Work to be completed:
Update every entry below by replacing "shaped like this sample" with "formatted like this sample" and leaving everything else unchanged. Omit the pictures from your output.
-- start Excerpted data --
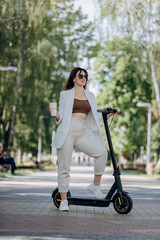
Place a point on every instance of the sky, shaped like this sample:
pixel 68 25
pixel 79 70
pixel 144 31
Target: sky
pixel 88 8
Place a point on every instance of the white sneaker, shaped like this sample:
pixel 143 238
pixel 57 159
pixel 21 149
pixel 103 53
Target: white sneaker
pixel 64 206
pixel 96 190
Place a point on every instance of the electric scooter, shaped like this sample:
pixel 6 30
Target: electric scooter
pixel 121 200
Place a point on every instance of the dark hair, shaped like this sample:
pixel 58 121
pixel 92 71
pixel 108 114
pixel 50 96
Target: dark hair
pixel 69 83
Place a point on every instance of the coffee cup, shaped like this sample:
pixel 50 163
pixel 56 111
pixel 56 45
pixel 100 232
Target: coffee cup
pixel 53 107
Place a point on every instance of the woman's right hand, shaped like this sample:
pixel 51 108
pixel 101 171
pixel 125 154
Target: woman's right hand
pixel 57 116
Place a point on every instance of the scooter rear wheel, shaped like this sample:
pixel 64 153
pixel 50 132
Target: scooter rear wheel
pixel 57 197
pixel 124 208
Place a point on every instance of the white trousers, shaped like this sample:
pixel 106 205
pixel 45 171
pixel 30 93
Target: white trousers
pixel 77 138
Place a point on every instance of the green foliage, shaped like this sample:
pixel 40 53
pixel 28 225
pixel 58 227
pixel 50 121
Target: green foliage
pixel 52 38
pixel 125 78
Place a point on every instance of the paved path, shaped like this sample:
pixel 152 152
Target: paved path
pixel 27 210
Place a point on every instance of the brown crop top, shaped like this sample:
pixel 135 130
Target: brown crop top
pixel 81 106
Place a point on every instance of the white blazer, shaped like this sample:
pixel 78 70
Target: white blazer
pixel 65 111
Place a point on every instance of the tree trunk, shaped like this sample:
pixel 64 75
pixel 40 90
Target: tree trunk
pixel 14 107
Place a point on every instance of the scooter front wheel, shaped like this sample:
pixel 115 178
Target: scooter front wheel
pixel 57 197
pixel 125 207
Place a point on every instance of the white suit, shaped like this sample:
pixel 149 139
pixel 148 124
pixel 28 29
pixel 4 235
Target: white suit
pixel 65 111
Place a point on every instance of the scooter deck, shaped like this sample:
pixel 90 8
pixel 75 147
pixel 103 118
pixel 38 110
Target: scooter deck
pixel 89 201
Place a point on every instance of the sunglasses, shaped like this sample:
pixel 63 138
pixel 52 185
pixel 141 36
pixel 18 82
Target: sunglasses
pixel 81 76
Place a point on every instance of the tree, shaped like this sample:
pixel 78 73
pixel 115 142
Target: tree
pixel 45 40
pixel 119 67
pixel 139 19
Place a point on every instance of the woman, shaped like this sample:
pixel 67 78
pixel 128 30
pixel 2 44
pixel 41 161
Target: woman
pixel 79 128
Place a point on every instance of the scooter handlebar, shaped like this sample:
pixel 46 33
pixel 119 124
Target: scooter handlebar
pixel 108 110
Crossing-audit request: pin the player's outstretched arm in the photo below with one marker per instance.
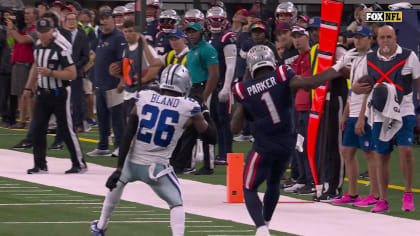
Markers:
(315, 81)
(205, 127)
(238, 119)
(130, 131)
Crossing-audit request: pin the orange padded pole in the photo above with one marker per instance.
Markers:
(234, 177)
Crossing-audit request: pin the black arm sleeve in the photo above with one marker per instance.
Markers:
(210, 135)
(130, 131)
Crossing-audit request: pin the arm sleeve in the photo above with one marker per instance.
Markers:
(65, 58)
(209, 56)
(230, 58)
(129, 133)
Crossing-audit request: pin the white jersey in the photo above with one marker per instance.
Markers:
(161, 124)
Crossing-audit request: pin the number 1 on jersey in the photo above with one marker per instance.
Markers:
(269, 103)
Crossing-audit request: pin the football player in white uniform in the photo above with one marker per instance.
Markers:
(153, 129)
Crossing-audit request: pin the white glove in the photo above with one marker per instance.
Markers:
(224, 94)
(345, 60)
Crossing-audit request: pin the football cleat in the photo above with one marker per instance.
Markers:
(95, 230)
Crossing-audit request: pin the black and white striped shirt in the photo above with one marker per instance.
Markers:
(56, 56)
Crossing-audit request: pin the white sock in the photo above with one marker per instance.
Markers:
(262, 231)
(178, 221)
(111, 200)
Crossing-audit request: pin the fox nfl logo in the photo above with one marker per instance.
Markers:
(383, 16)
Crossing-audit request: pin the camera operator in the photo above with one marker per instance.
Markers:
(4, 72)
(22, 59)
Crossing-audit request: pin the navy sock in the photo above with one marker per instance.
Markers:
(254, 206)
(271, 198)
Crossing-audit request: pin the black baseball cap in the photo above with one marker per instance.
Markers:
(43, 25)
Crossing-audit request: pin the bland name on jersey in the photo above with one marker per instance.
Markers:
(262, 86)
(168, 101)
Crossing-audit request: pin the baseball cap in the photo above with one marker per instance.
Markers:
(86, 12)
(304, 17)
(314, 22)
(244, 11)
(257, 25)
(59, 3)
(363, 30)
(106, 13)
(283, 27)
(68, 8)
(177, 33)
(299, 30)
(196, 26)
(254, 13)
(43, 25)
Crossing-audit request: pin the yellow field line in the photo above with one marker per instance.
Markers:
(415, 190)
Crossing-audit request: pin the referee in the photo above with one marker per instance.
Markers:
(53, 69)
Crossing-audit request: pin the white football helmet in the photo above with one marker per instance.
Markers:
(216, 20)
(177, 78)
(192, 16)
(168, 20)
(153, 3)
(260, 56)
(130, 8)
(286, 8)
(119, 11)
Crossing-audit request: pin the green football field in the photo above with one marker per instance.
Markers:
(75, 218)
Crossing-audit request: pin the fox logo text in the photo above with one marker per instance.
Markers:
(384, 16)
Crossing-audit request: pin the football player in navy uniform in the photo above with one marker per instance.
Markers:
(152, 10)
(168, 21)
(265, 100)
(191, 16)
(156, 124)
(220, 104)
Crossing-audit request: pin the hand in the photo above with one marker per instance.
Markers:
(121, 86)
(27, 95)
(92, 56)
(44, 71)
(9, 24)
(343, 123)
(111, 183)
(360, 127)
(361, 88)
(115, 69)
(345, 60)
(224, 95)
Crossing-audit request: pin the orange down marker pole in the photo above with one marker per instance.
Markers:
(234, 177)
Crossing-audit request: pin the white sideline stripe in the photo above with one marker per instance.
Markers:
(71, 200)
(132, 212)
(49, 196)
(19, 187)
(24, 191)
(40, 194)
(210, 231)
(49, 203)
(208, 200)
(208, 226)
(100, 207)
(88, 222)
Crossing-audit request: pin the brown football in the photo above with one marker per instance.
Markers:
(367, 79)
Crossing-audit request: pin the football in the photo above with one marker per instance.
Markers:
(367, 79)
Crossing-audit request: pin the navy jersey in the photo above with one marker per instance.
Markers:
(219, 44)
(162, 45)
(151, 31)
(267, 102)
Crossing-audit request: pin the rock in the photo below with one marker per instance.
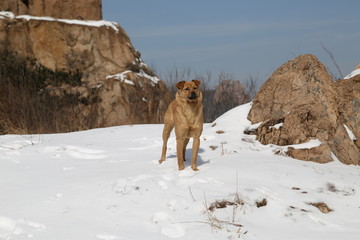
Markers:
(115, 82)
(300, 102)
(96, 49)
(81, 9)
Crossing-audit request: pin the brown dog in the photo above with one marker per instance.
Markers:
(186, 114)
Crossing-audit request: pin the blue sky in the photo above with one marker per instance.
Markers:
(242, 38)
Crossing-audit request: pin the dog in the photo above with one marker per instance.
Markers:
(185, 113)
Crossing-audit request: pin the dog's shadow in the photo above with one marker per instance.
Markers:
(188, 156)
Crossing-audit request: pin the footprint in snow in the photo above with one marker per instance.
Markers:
-- end Excerpted data --
The reply:
Place a point on every instance of the sky, formatted like this sample:
pixel 68 25
pixel 79 70
pixel 144 31
Target: sky
pixel 88 8
Place a point on every instance of the white sneaker, formatted like this sample:
pixel 143 238
pixel 57 159
pixel 21 149
pixel 103 53
Target: white sneaker
pixel 64 206
pixel 96 190
Place a point on every instance of the electric scooter, formatted like this sample:
pixel 6 30
Target: electric scooter
pixel 121 200
Place a point on every instance of the dark hair, formatted like this sample:
pixel 58 121
pixel 92 71
pixel 108 114
pixel 50 96
Target: dark hair
pixel 69 83
Place a point on every instance of the coffee cup, formatted like this sample:
pixel 50 163
pixel 56 111
pixel 56 45
pixel 100 232
Target: coffee cup
pixel 53 107
Place a point on every instance of the woman's right hand, formatted like this sample:
pixel 51 108
pixel 101 171
pixel 125 154
Target: woman's right hand
pixel 57 116
Place a point on every instance of the scooter rear wheel, formatted like this sample:
pixel 64 153
pixel 50 132
Target: scooter rear wheel
pixel 57 197
pixel 124 208
Place a point on every instance of the white trousers, formatted like this sample:
pixel 106 205
pixel 45 171
pixel 30 93
Target: white trousers
pixel 77 138
Place a point on every instance of the green foliage, formatted like this sample:
pixel 40 53
pixel 28 225
pixel 58 227
pixel 50 121
Target: green foliage
pixel 52 38
pixel 125 78
Place a point on every instance of the paved path, formatted like this sample:
pixel 152 152
Target: paved path
pixel 27 210
Place a point on every instance of the brown crop top, formatted like this sample:
pixel 135 130
Target: brown crop top
pixel 81 106
Place a point on every instance of the white blazer, formatted like this sample:
pixel 78 70
Target: white blazer
pixel 65 111
Place a point on every instance of the tree trunk, formatted like this sample:
pixel 64 75
pixel 40 90
Target: tree trunk
pixel 14 107
Place a point on every instance of the scooter front wheel, formatted like this sample:
pixel 115 178
Target: scooter front wheel
pixel 57 197
pixel 125 207
Place a point on every instance of the white suit, formatted like this sample:
pixel 149 139
pixel 148 124
pixel 28 29
pixel 4 235
Target: white suit
pixel 65 111
Place a point on every instance of the scooter deck, formatted like this sample:
pixel 90 8
pixel 75 147
pixel 103 118
pixel 38 110
Target: scooter deck
pixel 89 201
Place a point on every instance of the sunglasses, formatted like this sample:
pixel 63 138
pixel 52 185
pixel 141 36
pixel 18 82
Target: sunglasses
pixel 81 76
Place a point on every instance of the tree, formatted like this sample:
pixel 78 73
pixel 115 142
Target: tree
pixel 45 40
pixel 119 67
pixel 139 19
Place a point on every instance of the woman, formatted like this sample:
pixel 67 78
pixel 128 30
pixel 2 44
pixel 41 161
Target: woman
pixel 79 128
Place a point on every instance of the scooter handlebar, formatted like this sample:
pixel 46 33
pixel 119 124
Target: scooter handlebar
pixel 108 110
Crossing-audit request: pin the player's outstretched arm in the photo below with one marker per instance.
Markers:
(315, 81)
(205, 127)
(238, 119)
(130, 131)
Crossing-audit request: pin the orange padded pole in the photo above with one marker per instance.
Markers:
(234, 177)
Crossing-audit request: pin the black arm sleeve in the photo above with one marker per instance.
Markers:
(210, 135)
(130, 131)
Crossing-audit request: pin the arm sleeve in the photo above with one marker per instance.
Markers:
(65, 58)
(209, 56)
(230, 58)
(129, 133)
Crossing-audit request: pin the white jersey in the photo above with one marker per instance.
Markers:
(161, 124)
Crossing-audit request: pin the number 1 on jersey in the photo above with one marker per instance.
Markers:
(269, 103)
Crossing-audit request: pin the football player in white uniform in the photo above with one marker per instance.
Markers:
(153, 129)
Crossing-audit request: pin the white glove in the photo above with one marker per instance.
Markers:
(224, 94)
(345, 60)
Crossing-audit request: pin the football cleat in the photo above with one marker per instance.
Markers:
(95, 230)
Crossing-audit request: pin the black and white striped shirt in the photo above with one marker per instance.
Markers:
(56, 56)
Crossing-audit request: pin the white sock in the photo above with one marker per instance.
Markers:
(262, 231)
(178, 221)
(111, 200)
Crossing-audit request: pin the fox nfl logo in the photo above with one marker per instance.
Markers:
(383, 16)
Crossing-audit request: pin the camera operator in the photo above with one marker per instance.
Markers:
(4, 72)
(22, 59)
Crossing-audit request: pin the navy sock in the photo above with one marker per instance.
Markers:
(254, 206)
(271, 198)
Crossing-audit request: pin the black baseball cap in the photo above with one marker per instance.
Markers:
(43, 25)
Crossing-audit request: pin the bland name on jersey in the photo above with one marker per instance.
Markers:
(262, 86)
(168, 101)
Crossing-audit request: pin the baseball cap in the photo above with one marker per instance.
Markers:
(86, 12)
(304, 17)
(314, 22)
(244, 11)
(257, 25)
(59, 3)
(363, 30)
(106, 13)
(283, 27)
(68, 8)
(177, 33)
(299, 30)
(196, 26)
(254, 13)
(43, 25)
Crossing-audit request: pin the yellow field line in the photo above with one marker per instance.
Markers:
(415, 190)
Crossing-audit request: pin the referee in the photo above with one marker per instance.
Markers:
(53, 69)
Crossing-audit request: pin the white football helmet in the photo above with one marker per instance.
Markers:
(216, 20)
(177, 78)
(192, 16)
(168, 20)
(153, 3)
(260, 56)
(130, 8)
(286, 8)
(119, 11)
Crossing-audit request: pin the green football field in the photo above with one marker per instance.
Markers:
(75, 218)
Crossing-audit request: pin the fox logo text in the photo above with one marker per instance.
Markers:
(384, 16)
Crossing-audit request: pin the football player in navy uniform in the photo above with one marker per instance.
Markers:
(152, 10)
(168, 21)
(265, 100)
(191, 16)
(156, 124)
(220, 104)
Crossing-audit request: pin the hand in the photo above with one marker per instance.
Markers:
(121, 86)
(27, 95)
(92, 56)
(44, 71)
(9, 24)
(343, 123)
(111, 183)
(360, 127)
(361, 88)
(115, 69)
(345, 60)
(224, 95)
Crossing-audit request: pin the orange down marker pole in the photo above with one marker per instance.
Markers:
(234, 177)
Crossing-audit request: pin the white sideline stripe in the photo above with one marker per instance.
Markers:
(71, 200)
(132, 212)
(49, 196)
(19, 187)
(24, 191)
(40, 194)
(210, 231)
(49, 203)
(208, 200)
(208, 226)
(100, 207)
(88, 222)
Crossing-audit request: pin the brown football in the photo above with one marker per instance.
Markers:
(367, 79)
Crossing-audit request: pin the football in the photo above with one marker per instance.
Markers:
(367, 79)
Crossing-audit request: pin the navy jersey in the photo above with one marker per instance.
Markers:
(219, 44)
(162, 45)
(151, 31)
(267, 102)
Crossing-audit request: pin the rock in the photo below with one marker per instance.
Markers:
(115, 82)
(300, 102)
(96, 49)
(81, 9)
Crossing-audit request: pin the brown dog in the photo above with one marker per instance.
Markers:
(186, 114)
Crossing-audit request: pin the blue sky in the photo above with one marker per instance.
Markers:
(242, 38)
Crossing-audit request: pin the dog in the photo above with one marker per instance.
Markers:
(185, 113)
Crossing-audit request: pin the dog's shadow in the photo above with one marker per instance.
Markers:
(188, 156)
Crossing-audit request: pin the footprint in snow in the photo above with one marker per instance.
Markers:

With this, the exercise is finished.